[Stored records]
########
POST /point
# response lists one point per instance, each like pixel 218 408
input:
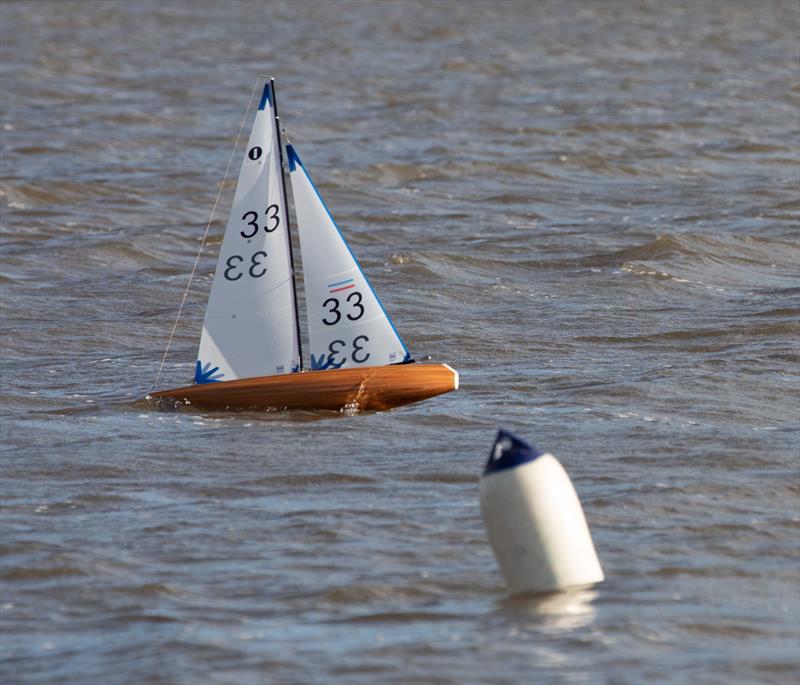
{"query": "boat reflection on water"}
pixel 554 612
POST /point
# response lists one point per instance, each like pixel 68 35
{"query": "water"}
pixel 589 209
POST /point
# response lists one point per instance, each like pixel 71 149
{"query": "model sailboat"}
pixel 250 352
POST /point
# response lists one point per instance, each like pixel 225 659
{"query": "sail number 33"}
pixel 272 221
pixel 355 310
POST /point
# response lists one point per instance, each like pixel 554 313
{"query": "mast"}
pixel 288 223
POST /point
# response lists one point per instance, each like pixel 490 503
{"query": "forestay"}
pixel 347 324
pixel 250 327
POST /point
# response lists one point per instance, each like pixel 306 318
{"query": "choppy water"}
pixel 589 209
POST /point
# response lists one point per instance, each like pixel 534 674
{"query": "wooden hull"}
pixel 370 388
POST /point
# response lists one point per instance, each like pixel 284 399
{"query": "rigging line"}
pixel 205 234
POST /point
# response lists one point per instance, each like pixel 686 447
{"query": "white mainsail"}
pixel 250 326
pixel 347 324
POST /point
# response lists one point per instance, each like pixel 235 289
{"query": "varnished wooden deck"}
########
What is being asked ->
Return a copy of each line in the entries that contains "instance".

Exercise solution ->
# response lists one point per instance, each like pixel 218 408
# response lists one point per instance, each like pixel 68 35
# response lists one point per instance, each like pixel 71 149
# response lists one point per instance, each like pixel 225 659
# response lists one point per instance, each like pixel 554 313
# response lists one point per instance, each like pixel 490 503
# response lists one point per instance, each like pixel 306 318
# response lists one point per instance, each like pixel 534 674
# response lists one point per instance, each like pixel 284 399
# response lists one point per instance, each like pixel 686 447
# response lists one point per instance, each like pixel 235 289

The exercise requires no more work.